[Data listing]
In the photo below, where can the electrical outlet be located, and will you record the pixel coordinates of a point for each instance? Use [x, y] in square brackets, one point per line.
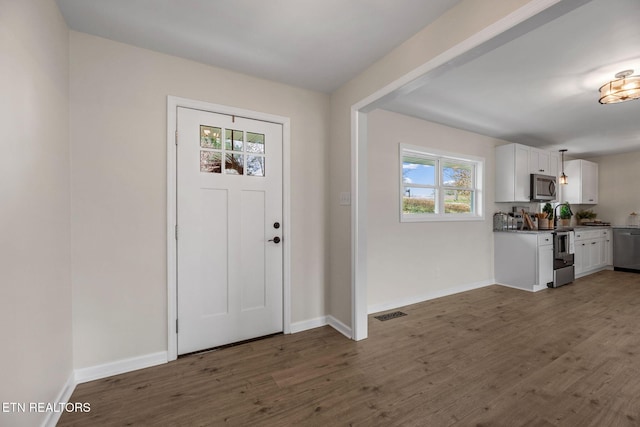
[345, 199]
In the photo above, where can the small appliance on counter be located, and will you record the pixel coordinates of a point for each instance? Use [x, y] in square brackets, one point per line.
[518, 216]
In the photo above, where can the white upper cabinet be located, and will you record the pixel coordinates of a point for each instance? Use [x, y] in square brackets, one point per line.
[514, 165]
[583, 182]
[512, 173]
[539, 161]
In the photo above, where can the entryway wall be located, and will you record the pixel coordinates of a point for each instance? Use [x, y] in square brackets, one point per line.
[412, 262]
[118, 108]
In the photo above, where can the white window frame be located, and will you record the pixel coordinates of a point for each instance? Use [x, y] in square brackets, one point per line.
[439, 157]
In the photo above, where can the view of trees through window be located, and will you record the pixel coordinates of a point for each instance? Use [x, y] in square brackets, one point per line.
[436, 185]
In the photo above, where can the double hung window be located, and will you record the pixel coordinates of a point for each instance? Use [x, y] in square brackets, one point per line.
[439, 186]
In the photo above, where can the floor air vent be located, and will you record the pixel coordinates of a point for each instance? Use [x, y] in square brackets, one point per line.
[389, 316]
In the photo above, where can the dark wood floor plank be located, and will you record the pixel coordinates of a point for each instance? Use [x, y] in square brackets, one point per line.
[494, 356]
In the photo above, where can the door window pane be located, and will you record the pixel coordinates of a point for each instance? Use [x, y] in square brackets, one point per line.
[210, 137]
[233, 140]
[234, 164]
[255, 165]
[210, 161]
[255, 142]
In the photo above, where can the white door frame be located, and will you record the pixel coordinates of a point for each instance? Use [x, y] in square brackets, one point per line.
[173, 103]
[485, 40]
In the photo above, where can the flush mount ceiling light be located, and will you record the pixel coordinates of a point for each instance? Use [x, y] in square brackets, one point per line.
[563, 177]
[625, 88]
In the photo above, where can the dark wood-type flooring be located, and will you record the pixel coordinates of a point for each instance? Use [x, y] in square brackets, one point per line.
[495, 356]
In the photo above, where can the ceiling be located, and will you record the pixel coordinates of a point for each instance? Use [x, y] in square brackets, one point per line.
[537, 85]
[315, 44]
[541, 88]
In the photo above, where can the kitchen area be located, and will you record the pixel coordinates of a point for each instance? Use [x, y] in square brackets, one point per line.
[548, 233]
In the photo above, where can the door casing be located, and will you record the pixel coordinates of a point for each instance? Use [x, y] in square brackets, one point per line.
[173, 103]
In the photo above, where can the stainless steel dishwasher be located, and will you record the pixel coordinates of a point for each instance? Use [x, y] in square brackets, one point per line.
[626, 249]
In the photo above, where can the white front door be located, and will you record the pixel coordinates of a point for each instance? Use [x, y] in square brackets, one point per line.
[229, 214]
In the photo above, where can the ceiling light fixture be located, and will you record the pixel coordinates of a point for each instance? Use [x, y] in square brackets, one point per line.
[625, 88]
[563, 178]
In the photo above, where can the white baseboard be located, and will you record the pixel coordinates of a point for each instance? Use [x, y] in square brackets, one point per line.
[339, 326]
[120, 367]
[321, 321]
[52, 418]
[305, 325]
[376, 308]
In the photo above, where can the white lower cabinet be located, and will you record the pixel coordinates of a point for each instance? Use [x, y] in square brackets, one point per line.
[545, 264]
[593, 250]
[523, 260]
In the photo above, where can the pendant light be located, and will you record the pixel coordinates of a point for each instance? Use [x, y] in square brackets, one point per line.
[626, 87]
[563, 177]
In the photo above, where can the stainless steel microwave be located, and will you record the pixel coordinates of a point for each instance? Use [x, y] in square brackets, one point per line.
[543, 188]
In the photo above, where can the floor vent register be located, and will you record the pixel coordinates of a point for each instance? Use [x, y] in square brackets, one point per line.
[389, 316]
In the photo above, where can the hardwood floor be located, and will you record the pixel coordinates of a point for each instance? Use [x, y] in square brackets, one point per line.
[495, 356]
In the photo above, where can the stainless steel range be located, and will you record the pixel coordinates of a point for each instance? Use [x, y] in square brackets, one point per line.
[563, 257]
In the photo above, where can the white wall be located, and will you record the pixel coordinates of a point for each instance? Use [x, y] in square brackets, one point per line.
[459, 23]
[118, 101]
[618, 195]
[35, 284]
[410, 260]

* * *

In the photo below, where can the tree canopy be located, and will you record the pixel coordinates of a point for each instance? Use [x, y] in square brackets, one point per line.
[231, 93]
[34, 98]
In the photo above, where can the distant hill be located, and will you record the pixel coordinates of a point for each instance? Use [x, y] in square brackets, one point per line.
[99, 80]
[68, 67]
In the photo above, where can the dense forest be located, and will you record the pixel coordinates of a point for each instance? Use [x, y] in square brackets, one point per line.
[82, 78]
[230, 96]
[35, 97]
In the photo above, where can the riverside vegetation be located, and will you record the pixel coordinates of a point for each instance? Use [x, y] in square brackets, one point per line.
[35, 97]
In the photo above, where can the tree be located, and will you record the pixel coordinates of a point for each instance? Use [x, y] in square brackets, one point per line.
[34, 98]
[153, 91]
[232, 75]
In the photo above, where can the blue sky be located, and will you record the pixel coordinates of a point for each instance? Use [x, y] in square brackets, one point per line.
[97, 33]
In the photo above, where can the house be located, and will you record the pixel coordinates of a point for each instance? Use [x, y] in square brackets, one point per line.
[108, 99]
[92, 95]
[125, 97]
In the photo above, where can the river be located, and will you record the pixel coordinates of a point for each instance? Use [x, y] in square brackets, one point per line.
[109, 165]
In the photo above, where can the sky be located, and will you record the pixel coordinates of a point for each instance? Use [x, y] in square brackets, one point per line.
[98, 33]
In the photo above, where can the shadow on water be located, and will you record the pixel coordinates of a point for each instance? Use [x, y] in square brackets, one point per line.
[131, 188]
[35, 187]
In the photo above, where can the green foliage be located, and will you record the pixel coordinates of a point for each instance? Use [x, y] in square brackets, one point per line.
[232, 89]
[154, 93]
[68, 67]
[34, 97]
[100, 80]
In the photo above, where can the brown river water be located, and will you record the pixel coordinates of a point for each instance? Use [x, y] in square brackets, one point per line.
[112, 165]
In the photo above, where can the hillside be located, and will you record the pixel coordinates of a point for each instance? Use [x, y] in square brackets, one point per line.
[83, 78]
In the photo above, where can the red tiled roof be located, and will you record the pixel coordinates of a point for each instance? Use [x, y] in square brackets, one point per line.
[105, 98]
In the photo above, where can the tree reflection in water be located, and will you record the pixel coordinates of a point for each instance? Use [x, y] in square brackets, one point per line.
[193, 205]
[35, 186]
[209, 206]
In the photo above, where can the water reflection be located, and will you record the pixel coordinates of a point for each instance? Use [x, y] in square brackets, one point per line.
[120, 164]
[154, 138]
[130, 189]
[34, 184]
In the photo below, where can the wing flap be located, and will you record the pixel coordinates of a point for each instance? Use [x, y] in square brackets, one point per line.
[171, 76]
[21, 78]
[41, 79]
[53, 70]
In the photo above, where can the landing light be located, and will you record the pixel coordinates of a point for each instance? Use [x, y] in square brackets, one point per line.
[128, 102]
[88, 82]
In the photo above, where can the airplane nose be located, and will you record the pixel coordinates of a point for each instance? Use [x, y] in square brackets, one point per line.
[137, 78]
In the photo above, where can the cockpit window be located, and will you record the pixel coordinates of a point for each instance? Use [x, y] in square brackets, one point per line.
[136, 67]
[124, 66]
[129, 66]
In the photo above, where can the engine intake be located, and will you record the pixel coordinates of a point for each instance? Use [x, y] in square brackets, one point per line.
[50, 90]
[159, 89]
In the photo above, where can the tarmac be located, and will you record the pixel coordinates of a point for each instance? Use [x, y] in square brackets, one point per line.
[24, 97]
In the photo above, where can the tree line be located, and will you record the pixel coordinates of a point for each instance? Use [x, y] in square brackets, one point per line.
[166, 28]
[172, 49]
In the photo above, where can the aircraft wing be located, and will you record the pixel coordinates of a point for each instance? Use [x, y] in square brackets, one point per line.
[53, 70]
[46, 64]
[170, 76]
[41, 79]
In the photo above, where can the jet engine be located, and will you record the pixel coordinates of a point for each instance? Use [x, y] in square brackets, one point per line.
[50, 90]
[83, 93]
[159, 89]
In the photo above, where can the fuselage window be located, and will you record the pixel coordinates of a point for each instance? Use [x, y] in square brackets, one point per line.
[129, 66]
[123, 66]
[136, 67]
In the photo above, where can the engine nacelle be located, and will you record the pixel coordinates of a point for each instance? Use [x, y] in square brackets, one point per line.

--

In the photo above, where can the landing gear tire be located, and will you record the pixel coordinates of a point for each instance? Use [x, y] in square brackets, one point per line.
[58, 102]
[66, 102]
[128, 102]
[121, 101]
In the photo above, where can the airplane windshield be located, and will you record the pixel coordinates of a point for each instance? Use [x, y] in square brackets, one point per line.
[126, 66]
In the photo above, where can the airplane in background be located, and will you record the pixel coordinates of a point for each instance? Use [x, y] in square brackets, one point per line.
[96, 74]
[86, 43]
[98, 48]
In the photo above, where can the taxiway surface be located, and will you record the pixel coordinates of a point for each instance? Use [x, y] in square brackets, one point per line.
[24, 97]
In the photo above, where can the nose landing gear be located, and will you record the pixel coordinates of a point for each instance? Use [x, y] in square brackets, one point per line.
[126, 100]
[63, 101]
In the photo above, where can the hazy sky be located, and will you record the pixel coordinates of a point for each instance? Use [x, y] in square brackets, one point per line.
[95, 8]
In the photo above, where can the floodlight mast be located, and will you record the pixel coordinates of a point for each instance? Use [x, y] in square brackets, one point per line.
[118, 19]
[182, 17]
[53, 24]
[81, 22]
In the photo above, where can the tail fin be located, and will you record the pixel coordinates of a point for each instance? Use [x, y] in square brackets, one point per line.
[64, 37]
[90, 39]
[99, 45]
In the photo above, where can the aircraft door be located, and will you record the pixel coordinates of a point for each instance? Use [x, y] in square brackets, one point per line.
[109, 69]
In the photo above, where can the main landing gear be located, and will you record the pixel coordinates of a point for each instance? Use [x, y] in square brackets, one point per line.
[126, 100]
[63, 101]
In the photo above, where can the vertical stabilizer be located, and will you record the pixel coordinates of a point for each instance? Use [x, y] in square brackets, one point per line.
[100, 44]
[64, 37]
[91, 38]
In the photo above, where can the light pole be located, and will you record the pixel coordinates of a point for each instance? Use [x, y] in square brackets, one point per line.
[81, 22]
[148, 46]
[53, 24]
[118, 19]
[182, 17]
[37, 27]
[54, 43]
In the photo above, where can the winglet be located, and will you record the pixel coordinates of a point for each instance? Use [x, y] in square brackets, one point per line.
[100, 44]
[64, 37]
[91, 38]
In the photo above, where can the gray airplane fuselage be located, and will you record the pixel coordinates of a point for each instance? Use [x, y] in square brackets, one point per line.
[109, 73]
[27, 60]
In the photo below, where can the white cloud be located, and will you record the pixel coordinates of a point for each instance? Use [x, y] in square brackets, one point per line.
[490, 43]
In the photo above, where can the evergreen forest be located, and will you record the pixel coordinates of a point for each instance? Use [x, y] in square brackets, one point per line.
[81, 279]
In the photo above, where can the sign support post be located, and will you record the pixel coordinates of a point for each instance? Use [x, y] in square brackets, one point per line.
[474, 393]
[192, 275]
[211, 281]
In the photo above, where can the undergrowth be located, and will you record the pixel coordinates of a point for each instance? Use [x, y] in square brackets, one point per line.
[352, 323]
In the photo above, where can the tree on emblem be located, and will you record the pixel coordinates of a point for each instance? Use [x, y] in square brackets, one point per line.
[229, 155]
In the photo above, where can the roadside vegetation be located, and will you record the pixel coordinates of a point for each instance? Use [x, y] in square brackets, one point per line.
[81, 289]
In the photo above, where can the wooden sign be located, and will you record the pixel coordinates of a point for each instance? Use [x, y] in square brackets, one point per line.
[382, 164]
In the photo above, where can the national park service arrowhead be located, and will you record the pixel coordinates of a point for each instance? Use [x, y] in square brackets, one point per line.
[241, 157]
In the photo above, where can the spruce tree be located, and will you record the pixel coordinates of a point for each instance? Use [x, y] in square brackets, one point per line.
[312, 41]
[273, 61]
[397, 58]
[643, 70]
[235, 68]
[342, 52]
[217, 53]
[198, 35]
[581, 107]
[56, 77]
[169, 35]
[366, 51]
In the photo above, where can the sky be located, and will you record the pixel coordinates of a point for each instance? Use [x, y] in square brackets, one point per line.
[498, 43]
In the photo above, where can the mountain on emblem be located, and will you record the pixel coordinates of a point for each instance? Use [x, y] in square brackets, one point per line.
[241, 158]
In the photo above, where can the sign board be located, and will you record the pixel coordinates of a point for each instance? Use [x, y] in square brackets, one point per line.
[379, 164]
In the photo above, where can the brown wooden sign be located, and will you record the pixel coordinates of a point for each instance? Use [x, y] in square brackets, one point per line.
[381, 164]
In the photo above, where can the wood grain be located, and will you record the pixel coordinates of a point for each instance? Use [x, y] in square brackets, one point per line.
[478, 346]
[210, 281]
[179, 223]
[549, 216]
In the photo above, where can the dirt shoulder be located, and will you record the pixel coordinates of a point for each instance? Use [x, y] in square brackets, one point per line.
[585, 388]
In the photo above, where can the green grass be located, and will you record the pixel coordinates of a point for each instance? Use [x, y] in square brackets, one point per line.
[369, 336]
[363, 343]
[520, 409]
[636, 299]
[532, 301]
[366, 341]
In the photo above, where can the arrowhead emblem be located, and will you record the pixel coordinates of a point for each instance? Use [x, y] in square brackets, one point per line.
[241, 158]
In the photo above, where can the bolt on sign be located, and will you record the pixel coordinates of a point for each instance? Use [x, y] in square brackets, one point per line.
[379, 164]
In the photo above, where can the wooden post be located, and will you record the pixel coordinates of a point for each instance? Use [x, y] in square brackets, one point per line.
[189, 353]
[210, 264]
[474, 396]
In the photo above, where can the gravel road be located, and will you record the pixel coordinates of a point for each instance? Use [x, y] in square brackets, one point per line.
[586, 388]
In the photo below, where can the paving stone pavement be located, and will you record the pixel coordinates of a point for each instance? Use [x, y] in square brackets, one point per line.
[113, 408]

» **Goal**:
Reproduce word for word every line in the entries above, from the line that contains "In the photo above, where can the aircraft wing" down to the line that contains "In the photo above, where can the engine nacelle", both of those lines included.

» **Full response**:
In the photo above, where can the aircraft wing be located, and will you record the pixel coordinates of a point for each instance? Use [x, y] in square brackets, one point per line.
[53, 70]
[46, 64]
[170, 76]
[41, 79]
In the photo above, where can the jet engine be located, and will you record the pixel coordinates of a point for each instance? Use [x, y] in square brackets, one point per line.
[50, 90]
[83, 93]
[159, 89]
In the photo above, where can the fuselage window be located, and will you record the pixel coordinates of a point for each instance? Use [x, y] in square brackets, one point per line.
[129, 66]
[123, 66]
[136, 67]
In the photo above, where can the engine nacelle be located, and will you record the pixel coordinates of a point for each instance? Use [x, y] in square brackets, one point per line.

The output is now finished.